TOPICS·FINANCE·31 USC 5311 et seq.

US BSA/AML Framework

The US federal anti-money laundering regime -- from the Bank Secrecy Act through the PATRIOT Act to the AML Act of 2020 and the embattled Corporate Transparency Act -- requiring financial institutions to detect, report, and prevent illicit finance through a layered system of transaction reporting, customer due diligence, and beneficial ownership disclosure.

US FEDERALFRAMEWORK887 regulations trackedCTA ENFORCEMENT PAUSEDUpdated April 2026
THE ESSENTIALS

Every bank, credit union, money transmitter, and crypto exchange operating in the United States must follow a set of federal rules designed to stop criminals from moving dirty money through the financial system. These rules are collectively called the BSA/AML framework, and they have been building up since 1970 -- making them one of the oldest and most layered anti-money laundering regimes in the world.

At its core, the framework requires financial institutions to know who their customers are, watch for suspicious activity, and report it to the government. If a customer deposits more than USD 10,000 in cash, the bank must file a Currency Transaction Report. If a transaction looks suspicious -- regardless of amount -- the institution must file a Suspicious Activity Report with FinCEN, the Treasury Department's financial intelligence unit. Tipping off the customer about the report is a federal crime.

The most recent major expansion is the Corporate Transparency Act, which was supposed to require nearly every US-formed company to disclose its real owners to FinCEN. However, a wave of court challenges has effectively paused enforcement for domestic companies since early 2025, and the law's future is uncertain while the courts sort out whether Congress had the constitutional authority to impose the requirement in the first place.

Penalties for getting this wrong are severe and getting larger. In 2024, TD Bank agreed to pay over USD 3 billion in combined fines across multiple federal agencies for BSA failures -- the largest bank penalty of its kind. The message from regulators is clear: inadequate compliance programmes will be treated as enabling money laundering, regardless of whether the institution intended to break the law.

CHSWISS COMPASS

Switzerland is not subject to US BSA/AML requirements, but Swiss financial institutions with US customers, US-dollar correspondent banking relationships, or a US branch presence can fall within the reach of US enforcement. FinCEN and the DOJ have repeatedly demonstrated willingness to pursue foreign banks that facilitate illicit dollar flows through the US financial system, as seen in historic settlements with Credit Suisse and others.

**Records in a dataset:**
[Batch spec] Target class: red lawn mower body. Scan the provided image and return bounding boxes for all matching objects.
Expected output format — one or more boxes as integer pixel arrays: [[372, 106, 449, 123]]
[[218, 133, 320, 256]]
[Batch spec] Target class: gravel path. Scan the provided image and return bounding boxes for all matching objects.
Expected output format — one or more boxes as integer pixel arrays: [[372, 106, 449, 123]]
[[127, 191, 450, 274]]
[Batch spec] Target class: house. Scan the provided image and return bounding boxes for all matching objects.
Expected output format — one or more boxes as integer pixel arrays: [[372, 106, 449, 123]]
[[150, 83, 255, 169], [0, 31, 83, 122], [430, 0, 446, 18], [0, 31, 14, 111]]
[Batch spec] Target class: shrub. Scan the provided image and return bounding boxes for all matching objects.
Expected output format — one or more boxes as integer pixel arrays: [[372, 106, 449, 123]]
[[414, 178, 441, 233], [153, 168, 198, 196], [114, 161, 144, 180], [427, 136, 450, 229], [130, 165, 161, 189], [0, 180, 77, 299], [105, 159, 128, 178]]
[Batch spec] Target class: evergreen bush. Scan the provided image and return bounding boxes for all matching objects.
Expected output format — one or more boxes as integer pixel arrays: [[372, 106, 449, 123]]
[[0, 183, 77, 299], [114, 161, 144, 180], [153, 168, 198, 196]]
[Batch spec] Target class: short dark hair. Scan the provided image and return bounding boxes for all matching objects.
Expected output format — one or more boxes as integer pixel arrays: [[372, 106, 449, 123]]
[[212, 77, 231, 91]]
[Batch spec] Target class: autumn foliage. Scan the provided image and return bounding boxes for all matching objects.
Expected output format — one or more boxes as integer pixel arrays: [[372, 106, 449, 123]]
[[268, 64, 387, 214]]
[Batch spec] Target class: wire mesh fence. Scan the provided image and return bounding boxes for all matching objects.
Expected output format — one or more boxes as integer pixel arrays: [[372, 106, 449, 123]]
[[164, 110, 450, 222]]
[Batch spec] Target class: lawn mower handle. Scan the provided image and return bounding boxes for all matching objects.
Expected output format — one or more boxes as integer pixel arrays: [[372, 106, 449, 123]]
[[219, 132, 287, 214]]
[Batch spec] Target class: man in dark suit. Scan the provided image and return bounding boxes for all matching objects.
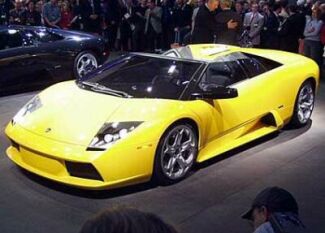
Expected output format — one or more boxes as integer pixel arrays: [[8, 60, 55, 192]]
[[279, 5, 306, 53], [261, 3, 280, 49], [80, 0, 101, 33], [192, 0, 237, 44], [216, 0, 243, 45], [244, 3, 264, 47]]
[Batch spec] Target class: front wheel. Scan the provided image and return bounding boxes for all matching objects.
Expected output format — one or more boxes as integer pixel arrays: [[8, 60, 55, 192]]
[[73, 51, 98, 79], [290, 81, 315, 127], [153, 124, 198, 185]]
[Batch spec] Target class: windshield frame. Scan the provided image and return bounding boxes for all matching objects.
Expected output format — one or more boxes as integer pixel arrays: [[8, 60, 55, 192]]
[[76, 52, 207, 100]]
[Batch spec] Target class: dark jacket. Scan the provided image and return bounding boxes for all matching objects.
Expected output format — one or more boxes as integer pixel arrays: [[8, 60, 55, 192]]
[[79, 0, 101, 32], [279, 13, 306, 53], [192, 5, 217, 44], [173, 4, 193, 28], [215, 9, 243, 45], [261, 11, 280, 49]]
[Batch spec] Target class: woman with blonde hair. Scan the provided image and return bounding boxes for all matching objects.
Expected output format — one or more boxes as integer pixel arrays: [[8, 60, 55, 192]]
[[304, 4, 323, 65]]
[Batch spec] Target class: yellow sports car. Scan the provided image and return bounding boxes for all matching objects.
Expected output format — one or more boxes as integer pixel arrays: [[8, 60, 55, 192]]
[[6, 44, 319, 189]]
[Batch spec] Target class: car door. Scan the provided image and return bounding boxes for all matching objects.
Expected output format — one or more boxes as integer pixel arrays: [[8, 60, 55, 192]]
[[30, 29, 74, 82], [199, 52, 264, 154], [0, 28, 38, 95]]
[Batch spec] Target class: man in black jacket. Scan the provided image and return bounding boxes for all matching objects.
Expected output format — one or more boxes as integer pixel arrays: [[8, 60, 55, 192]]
[[80, 0, 101, 33], [216, 0, 243, 45], [279, 5, 306, 53], [192, 0, 237, 44], [261, 3, 280, 49]]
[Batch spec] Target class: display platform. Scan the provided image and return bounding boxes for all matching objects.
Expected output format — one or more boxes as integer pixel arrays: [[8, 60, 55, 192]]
[[0, 82, 325, 233]]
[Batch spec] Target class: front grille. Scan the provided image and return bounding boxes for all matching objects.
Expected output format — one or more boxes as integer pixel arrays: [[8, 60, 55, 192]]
[[10, 139, 20, 151], [65, 161, 104, 181]]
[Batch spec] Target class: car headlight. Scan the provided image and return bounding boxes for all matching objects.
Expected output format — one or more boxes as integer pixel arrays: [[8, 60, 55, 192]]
[[87, 121, 142, 150], [11, 95, 42, 125]]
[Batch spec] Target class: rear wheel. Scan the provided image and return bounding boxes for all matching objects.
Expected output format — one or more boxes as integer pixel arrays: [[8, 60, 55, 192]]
[[290, 80, 315, 127], [153, 124, 198, 185], [73, 51, 98, 79]]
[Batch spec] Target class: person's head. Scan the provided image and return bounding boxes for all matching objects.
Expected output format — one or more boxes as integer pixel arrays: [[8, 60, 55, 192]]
[[197, 0, 205, 6], [319, 3, 325, 14], [80, 208, 177, 233], [311, 4, 321, 19], [262, 3, 270, 14], [288, 5, 298, 15], [251, 2, 258, 13], [242, 187, 298, 229], [220, 0, 232, 9], [243, 1, 250, 12], [61, 2, 70, 11], [28, 1, 35, 11], [207, 0, 219, 11], [147, 0, 156, 10], [235, 1, 244, 13], [176, 0, 184, 6], [126, 0, 133, 7], [258, 0, 266, 10], [15, 0, 23, 10], [272, 3, 282, 14], [35, 1, 43, 12]]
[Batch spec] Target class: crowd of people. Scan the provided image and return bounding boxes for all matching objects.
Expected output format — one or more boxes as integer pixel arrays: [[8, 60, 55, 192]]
[[80, 187, 307, 233], [0, 0, 325, 65]]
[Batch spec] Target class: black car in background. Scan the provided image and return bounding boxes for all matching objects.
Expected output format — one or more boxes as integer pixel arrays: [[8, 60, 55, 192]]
[[0, 25, 108, 96]]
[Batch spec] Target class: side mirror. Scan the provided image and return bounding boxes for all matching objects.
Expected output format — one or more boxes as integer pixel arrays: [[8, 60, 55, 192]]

**Parts of the exercise:**
**A)** In the page on the US BSA/AML framework, write out the passage that begins at the words "US FEDERALFRAMEWORK887 regulations" and stops after the words "in the world.", swapping "credit union" for "savings association".
**B)** According to the page on the US BSA/AML framework, what size of cash deposit requires a bank to file a Currency Transaction Report?
**C)** Based on the page on the US BSA/AML framework, why is the future of the Corporate Transparency Act uncertain?

**Results for each task:**
**A)**
US FEDERALFRAMEWORK887 regulations trackedCTA ENFORCEMENT PAUSEDUpdated April 2026
THE ESSENTIALS

Every bank, savings association, money transmitter, and crypto exchange operating in the United States must follow a set of federal rules designed to stop criminals from moving dirty money through the financial system. These rules are collectively called the BSA/AML framework, and they have been building up since 1970 -- making them one of the oldest and most layered anti-money laundering regimes in the world.

**B)** A cash deposit of more than USD 10,000.

**C)** A wave of court challenges has effectively paused enforcement for domestic companies since early 2025. The courts are still deciding whether Congress had the constitutional authority to impose the requirement in the first place.